- [Written task]: Quote all of the data exactly as given. Skip every picture it contains.
Begin Record set
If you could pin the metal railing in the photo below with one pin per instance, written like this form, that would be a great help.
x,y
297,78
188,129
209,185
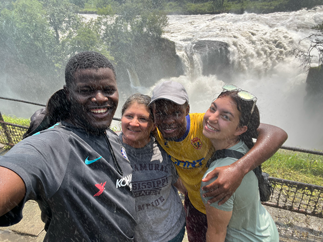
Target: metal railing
x,y
289,195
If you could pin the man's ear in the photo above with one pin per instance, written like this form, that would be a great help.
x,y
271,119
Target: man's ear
x,y
240,130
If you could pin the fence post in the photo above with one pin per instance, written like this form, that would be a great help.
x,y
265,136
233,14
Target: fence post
x,y
6,131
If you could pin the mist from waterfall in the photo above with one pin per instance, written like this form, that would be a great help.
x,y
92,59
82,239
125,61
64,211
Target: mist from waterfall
x,y
261,59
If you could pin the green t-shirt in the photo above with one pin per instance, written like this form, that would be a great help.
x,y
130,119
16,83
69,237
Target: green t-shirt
x,y
250,221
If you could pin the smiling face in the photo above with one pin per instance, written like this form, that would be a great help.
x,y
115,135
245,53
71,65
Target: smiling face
x,y
94,99
137,124
221,122
170,118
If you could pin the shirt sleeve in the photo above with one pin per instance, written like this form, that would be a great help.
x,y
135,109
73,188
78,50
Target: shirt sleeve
x,y
41,173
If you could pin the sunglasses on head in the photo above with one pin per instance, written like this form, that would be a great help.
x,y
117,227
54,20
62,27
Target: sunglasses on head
x,y
244,95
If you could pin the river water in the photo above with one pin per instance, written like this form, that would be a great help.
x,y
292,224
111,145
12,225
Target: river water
x,y
262,53
262,61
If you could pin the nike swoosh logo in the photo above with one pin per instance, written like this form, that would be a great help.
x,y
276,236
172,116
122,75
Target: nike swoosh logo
x,y
88,162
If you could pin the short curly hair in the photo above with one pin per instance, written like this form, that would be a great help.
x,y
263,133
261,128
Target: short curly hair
x,y
86,60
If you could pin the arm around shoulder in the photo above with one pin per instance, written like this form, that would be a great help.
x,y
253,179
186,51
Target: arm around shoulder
x,y
12,190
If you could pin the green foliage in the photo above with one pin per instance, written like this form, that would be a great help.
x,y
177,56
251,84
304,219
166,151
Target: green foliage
x,y
107,10
14,120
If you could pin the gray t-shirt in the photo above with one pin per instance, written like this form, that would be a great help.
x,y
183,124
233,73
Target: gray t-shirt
x,y
250,221
160,213
84,194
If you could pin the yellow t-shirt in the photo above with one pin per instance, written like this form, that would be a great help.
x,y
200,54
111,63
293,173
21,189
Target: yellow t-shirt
x,y
190,155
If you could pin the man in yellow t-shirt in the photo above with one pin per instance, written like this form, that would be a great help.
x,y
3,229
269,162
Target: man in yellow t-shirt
x,y
180,134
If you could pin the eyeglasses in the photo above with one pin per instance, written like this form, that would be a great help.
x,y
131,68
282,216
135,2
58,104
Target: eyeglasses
x,y
247,96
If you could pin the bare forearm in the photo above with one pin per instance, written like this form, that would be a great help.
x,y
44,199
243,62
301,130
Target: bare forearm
x,y
270,139
212,236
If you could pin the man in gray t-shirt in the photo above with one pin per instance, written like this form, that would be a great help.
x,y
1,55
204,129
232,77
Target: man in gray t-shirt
x,y
76,170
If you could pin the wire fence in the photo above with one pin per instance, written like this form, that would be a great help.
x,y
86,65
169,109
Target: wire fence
x,y
289,195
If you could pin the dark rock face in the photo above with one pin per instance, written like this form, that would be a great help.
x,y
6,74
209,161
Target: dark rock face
x,y
215,58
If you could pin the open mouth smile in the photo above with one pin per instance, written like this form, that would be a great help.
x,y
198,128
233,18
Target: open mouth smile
End Record set
- [Exercise result]:
If you could pin the metal railing in the photo below with one pin per instance, written like this form, that would be a great help.
x,y
297,78
188,129
209,185
Target: metal railing
x,y
289,195
If you could pin the man's ear in the photo above with one pin per instance, written like this form, that would be a great help.
x,y
271,119
Target: man's ear
x,y
240,130
If you could pin the fence post in the photo above with one pin per instance, written like this form, that would be a great help.
x,y
265,136
233,14
Target: fence post
x,y
6,131
If you could pin the mist from waterfall in the photo above with one pin per instance, written like this form, that would be a great help.
x,y
92,59
82,239
125,61
64,211
Target: mist from waterfall
x,y
261,59
If you could pin the green t-shirt in the photo above with one pin per instance, written like this form, that would be a great help.
x,y
130,119
16,83
69,237
Target: green t-shirt
x,y
250,221
If you could pin the smiling face in the photo above with one pin per instance, written like this form, that would be a great help.
x,y
115,135
245,53
71,65
Target: smiling face
x,y
94,99
137,124
221,122
170,118
If you could pin the shirt sleeve in the photo above with one pin per instance, written like this form, that would be a great help.
x,y
135,109
73,188
78,50
Target: shirt sleeve
x,y
41,173
If you could pin the sunglasses on head in the photo above with one pin per instance, written like this form, that would be a great help.
x,y
117,227
54,20
62,27
Target: sunglasses on head
x,y
244,95
If you could pin the river water in the photo above with one pin per instance, written like this form, that would be a great help.
x,y
292,224
111,145
12,225
Target: river water
x,y
262,53
262,61
If you could pin the nike swoosh logo in the photo above with one pin per instance, written like this form, that would be a great help.
x,y
276,236
172,116
122,75
Target: nike swoosh logo
x,y
88,162
If you could pin the short curly hair in the photo above with one pin per instance, written like this form, that would be a great help.
x,y
263,133
261,128
Target: short curly hair
x,y
86,60
If you could pin the arm around shoulder in the photo above with one pin per instance, written like this form, that would be a great help.
x,y
253,179
186,51
Target: arm around shoulder
x,y
12,190
If you could pin the green foliage in the photo above with one pin per instance, written like this form, that would be a great help.
x,y
177,56
251,84
304,219
166,151
Target: green foliage
x,y
107,10
14,120
If you could pin the gray t-shirt in the photo above with one pin per instance, written like this form, that would be a great help.
x,y
183,124
233,73
Target: gray t-shirt
x,y
250,221
160,213
84,194
If you could pin the yellow t-shirt in the photo above with one pin per instance, written like this form, that would be a great help.
x,y
200,54
111,63
293,173
21,189
Target: yellow t-shirt
x,y
190,155
If you could pin the man in yellow t-shirt in the photo above with one pin per instance, written like this form, that would be a great help.
x,y
3,229
269,162
Target: man in yellow t-shirt
x,y
180,134
If you could pin the eyeglasses in the photo above with one pin per instance, written like this form, that would be a great help.
x,y
131,68
282,216
135,2
58,104
Target: eyeglasses
x,y
247,96
If you could pin the bare forearm in the photo above with one pin per instance, written like this form, that would be a great help.
x,y
44,199
243,62
301,130
Target: bare forearm
x,y
270,139
212,236
If you could pin the man in gray t-shirt in the photo above with one pin per instance, written like this form, that would be a great help.
x,y
1,55
204,129
232,77
Target: man in gray t-shirt
x,y
76,170
If you could pin the wire fence in the photo above with one pin per instance, written like this form, that would be a great help.
x,y
86,65
169,109
Target: wire fence
x,y
289,195
If you could pin the dark rock face in the photo above with one pin per instance, written like this form, that would be a great help.
x,y
6,74
209,161
Target: dark rock face
x,y
215,58
If you could pin the open mouth smile in the photo above with one pin per instance, written like this form, that would be a great help.
x,y
198,128
233,18
Target: open mouth smile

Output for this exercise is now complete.